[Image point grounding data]
···
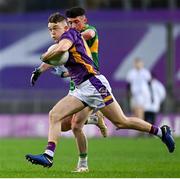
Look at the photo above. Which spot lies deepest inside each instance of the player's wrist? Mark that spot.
(63, 74)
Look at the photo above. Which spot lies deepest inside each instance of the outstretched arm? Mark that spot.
(37, 72)
(88, 34)
(61, 47)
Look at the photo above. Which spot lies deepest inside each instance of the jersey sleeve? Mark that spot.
(68, 35)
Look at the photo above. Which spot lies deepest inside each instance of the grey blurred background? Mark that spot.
(18, 98)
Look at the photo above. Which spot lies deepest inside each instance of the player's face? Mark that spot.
(56, 30)
(78, 22)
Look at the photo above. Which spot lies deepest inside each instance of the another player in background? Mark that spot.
(92, 91)
(137, 79)
(77, 19)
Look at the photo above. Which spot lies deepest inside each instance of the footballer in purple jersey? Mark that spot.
(95, 91)
(80, 64)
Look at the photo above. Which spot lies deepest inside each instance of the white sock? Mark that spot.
(92, 119)
(82, 162)
(49, 152)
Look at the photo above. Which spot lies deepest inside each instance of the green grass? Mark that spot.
(108, 158)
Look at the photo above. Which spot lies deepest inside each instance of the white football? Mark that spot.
(58, 60)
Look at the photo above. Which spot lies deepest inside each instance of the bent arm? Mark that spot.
(43, 67)
(61, 47)
(88, 34)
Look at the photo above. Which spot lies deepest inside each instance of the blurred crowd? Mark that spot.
(21, 6)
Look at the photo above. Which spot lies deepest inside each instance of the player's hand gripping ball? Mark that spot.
(57, 60)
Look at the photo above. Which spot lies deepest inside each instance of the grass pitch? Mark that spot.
(108, 158)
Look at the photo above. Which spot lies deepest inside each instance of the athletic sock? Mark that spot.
(156, 131)
(50, 149)
(82, 162)
(92, 119)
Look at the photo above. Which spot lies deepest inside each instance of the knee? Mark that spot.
(123, 124)
(54, 116)
(76, 128)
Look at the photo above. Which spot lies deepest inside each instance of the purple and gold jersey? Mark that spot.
(80, 64)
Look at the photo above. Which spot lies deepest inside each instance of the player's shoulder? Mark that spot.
(88, 26)
(70, 34)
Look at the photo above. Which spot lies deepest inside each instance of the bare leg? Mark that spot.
(61, 110)
(66, 124)
(77, 125)
(115, 114)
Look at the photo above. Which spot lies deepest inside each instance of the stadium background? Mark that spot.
(127, 28)
(149, 29)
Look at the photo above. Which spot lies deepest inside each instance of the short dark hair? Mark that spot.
(56, 17)
(75, 12)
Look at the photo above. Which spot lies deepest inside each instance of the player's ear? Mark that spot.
(66, 27)
(85, 20)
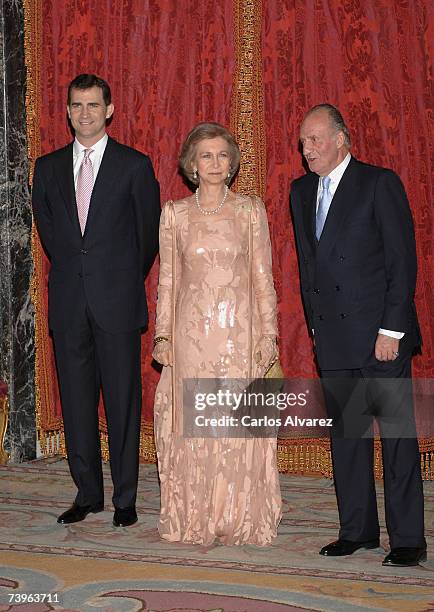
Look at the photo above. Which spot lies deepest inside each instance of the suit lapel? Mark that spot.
(64, 174)
(339, 208)
(309, 211)
(108, 172)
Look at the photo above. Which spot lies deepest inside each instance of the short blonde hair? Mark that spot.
(201, 132)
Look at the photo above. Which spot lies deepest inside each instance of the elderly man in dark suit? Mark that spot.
(357, 259)
(96, 207)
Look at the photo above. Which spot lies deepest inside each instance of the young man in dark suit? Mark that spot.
(96, 206)
(357, 258)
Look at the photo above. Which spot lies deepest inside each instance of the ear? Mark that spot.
(340, 140)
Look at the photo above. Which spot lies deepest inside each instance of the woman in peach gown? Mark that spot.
(223, 489)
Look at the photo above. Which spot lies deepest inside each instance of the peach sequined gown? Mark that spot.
(214, 489)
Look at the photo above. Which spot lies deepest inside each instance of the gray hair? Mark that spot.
(200, 132)
(336, 119)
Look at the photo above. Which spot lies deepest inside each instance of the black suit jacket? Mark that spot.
(361, 275)
(109, 263)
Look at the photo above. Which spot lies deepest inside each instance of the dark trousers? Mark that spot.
(353, 459)
(89, 359)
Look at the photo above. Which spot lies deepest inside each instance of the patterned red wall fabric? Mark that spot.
(372, 60)
(171, 64)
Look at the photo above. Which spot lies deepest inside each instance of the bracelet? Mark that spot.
(159, 339)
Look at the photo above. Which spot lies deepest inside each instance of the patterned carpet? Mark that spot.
(92, 565)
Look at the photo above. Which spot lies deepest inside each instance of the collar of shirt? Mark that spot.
(335, 177)
(96, 157)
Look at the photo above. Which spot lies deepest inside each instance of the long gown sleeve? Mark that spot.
(262, 273)
(163, 325)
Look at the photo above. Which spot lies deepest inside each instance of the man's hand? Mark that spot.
(163, 353)
(386, 348)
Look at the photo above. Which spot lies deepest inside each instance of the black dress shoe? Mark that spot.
(77, 513)
(341, 548)
(124, 517)
(405, 556)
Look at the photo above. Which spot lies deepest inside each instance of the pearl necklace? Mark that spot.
(214, 210)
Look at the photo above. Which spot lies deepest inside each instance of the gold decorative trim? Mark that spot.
(32, 58)
(4, 416)
(247, 107)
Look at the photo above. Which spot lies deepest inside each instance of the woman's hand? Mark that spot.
(163, 352)
(265, 351)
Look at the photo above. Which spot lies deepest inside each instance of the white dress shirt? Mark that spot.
(335, 177)
(95, 157)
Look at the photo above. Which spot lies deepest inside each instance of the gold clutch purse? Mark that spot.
(274, 370)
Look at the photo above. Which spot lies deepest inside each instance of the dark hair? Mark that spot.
(86, 81)
(336, 119)
(200, 132)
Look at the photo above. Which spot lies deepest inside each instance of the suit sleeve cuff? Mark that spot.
(392, 334)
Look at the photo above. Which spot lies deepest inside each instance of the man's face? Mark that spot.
(323, 146)
(88, 114)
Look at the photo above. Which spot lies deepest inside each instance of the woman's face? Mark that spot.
(212, 160)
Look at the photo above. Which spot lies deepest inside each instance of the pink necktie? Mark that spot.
(84, 188)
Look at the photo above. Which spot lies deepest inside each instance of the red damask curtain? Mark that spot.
(256, 66)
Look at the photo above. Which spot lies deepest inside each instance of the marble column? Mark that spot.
(16, 310)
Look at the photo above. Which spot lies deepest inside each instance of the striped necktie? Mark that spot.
(84, 189)
(323, 206)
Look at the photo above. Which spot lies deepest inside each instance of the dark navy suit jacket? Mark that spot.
(109, 263)
(361, 275)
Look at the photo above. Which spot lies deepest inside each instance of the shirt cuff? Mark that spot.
···
Without including the pictures, reproduce all entries exactly.

Look at the photo above. Which spot lies deepest inside each instance of the player's wrist? Mark that spot.
(63, 74)
Look at the photo above. Which spot lies deepest inside each instance of the outstretched arm? Mark that spot.
(37, 72)
(88, 34)
(61, 47)
Look at the photo above. Which spot lies deepest inside each instance of the jersey sleeve? Mark that spot.
(68, 35)
Look at the photo above. Which spot lies deepest inside each instance of the grey blurred background? Mark that spot.
(18, 98)
Look at the photo above. Which spot lies deepest inside each instance of the player's face? Mark that spot.
(56, 30)
(78, 22)
Look at the photo above. Which spot lies deepest inside each instance of the another player in background? Mark that spot.
(92, 91)
(137, 79)
(77, 19)
Look at the photo above. Which spot lies deepest inside each instance of the footballer in purple jersey? Mark that spot.
(95, 91)
(80, 64)
Look at the photo above. Which spot lies deepest inside each instance of the white sock? Mark that spot.
(92, 119)
(82, 162)
(49, 152)
Look at the photo above. Which spot lies deepest inside each instance of the green grass? Mark that spot.
(108, 158)
Look at the photo above. Which spot lies deepest inside each instance of the white football? Mark that spot.
(58, 60)
Look at the photo above. Which spot lies deepest inside each instance of the bent arm? Mark that spot.
(43, 67)
(61, 47)
(88, 34)
Look at the photo above. Which spot lies deepest inside each instance of the blurred crowd? Mark that spot.
(21, 6)
Look at the photo above. Which spot lies deepest inside each instance of the player's hand gripping ball? Mark that spot.
(57, 60)
Look at the photo above. Which spot lies deepest inside each instance of the grass pitch? Mark that spot.
(108, 158)
Look at the photo above. Which spot lies deepest inside each instance of the athletic sock? Mark that spot.
(156, 131)
(50, 149)
(82, 162)
(92, 119)
Look at the photo above. Which spot lies deepest inside each instance of the knee? Mark that spot.
(123, 124)
(54, 116)
(76, 128)
Look at the photo above. Which spot lies deepest inside each instance of the purple and gold jersey? Mark that spot.
(80, 64)
Look at the photo above. Which spot lies deepest inside each instance of the player's shoulder? Mark that spot.
(88, 26)
(70, 34)
Look at the photo above. Which spot lies deepest inside each instance of the bare leg? Mark that spot.
(61, 110)
(66, 124)
(77, 125)
(115, 114)
Look at the photo above. Which spot lies deepest inside each instance of the stadium background? Mark that spot.
(127, 28)
(149, 29)
Look at the photo above. Which spot lies deepest inside each instance of the short dark hair? Mark that spot.
(56, 17)
(75, 12)
Look at the photo above. Which spot lies deepest inside each instance of the player's ear? Mark that spot.
(66, 27)
(85, 20)
Look at the photo above. Which spot lies deepest inside each instance of the suit lapel? Mark that spot.
(64, 174)
(339, 208)
(309, 211)
(108, 172)
Look at the photo above. Which spot lies deepest inside each instance of the short blonde hair? Mark that spot.
(201, 132)
Look at the photo above. Which spot lies deepest inside each instance of the elderly man in dark suit? Mark that spot.
(357, 259)
(96, 207)
Look at the photo above. Which spot lies deepest inside each instance of the young man in dark suit? Mark that spot.
(96, 206)
(357, 258)
Look at the photo above. Which spot lies deepest inside each instance of the ear? Mark that spot.
(340, 140)
Look at the photo above. Which spot lies deepest inside each instance of the woman in peach gown? Mark that spot.
(223, 489)
Look at the photo above. Which spot lies deepest inside each instance of the peach sequined gown? Mark that spot.
(214, 489)
Look at the photo above. Which spot lies deepest inside each instance of the gray hair? Mark that spot.
(200, 132)
(336, 119)
Look at the photo above. Which spot lies deepest inside each instance of the black suit jacket? Mark that spot.
(361, 275)
(109, 263)
Look at the photo above. Which spot lies deepest inside each instance of the dark trousers? Mark that spot.
(353, 459)
(89, 359)
Look at the photo above. Which spot lies deepest inside each instance of the patterned red wall fabric? Mark that spot.
(372, 60)
(171, 64)
Look at the photo above. Which spot lies deepest inside each instance of the bracelet? Mark that spot.
(159, 339)
Look at the photo above. Which spot lies deepest inside each instance of the patterned carpet? Mark that spot.
(92, 565)
Look at the photo above. Which spot lies deepest inside each instance of the collar of shirt? Mark that spot.
(335, 177)
(96, 157)
Look at the photo above. Which spot lies deepest inside each instance of the long gown sleeve? Mark that spot.
(262, 273)
(163, 325)
Look at the photo above. Which spot lies deepest inside each instance of the man's hand? Mark that spot.
(163, 353)
(386, 348)
Look at the photo above. Which spot lies deepest inside each instance of the black dress shoe? Mark that spot.
(77, 513)
(341, 548)
(124, 517)
(405, 556)
Look at the photo above. Which spot lies deepest inside each instance of the pearl necklace? Mark that spot.
(214, 210)
Look at the photo above. Which spot lies deepest inside each instance of the gold decorative trim? Mark that spot.
(32, 58)
(4, 416)
(247, 107)
Look at the photo above. Which spot lies deepest inside each instance of the woman's hand? Mark that spot.
(163, 352)
(265, 351)
Look at the photo above. Which spot lies deepest inside each instance of the white dress shirt? Mark that spot.
(335, 177)
(95, 157)
Look at the photo above. Which spot lies deepest inside each instance of the gold clutch purse? Mark that spot.
(274, 370)
Look at the photo above. Which spot lies deepest inside each instance of the dark hair? Mark that spot.
(86, 81)
(336, 119)
(200, 132)
Look at the photo above. Which spot lies deepest inside each instance of the suit sleeve cuff? Mark that spot.
(392, 334)
Look at the photo above. Which spot lies deepest inside each instance of the man's face? Mark that spot.
(323, 146)
(88, 114)
Look at the photo above. Which spot lies deepest inside each instance of the woman's face? Mark that spot.
(212, 160)
Look at the photo above. Which spot lies deepest inside each instance of the pink necktie? Mark that spot.
(84, 188)
Look at the photo above. Which spot lies deepest inside each instance of the red damask curtain? Mark that spot.
(256, 66)
Look at the photo above. Which spot lies deepest inside each instance of the marble column? Mark that spot.
(16, 310)
Look at the photo above. Which spot lies deepest inside each instance of the striped necktie? Mark that spot.
(84, 189)
(323, 206)
Look at the photo above. Which spot lies deepest inside each instance of the dark navy suit jacket? Mark that spot.
(109, 263)
(361, 275)
Look at the photo above. Which spot lies deepest inside each instance of the shirt cuff? Mark that spot.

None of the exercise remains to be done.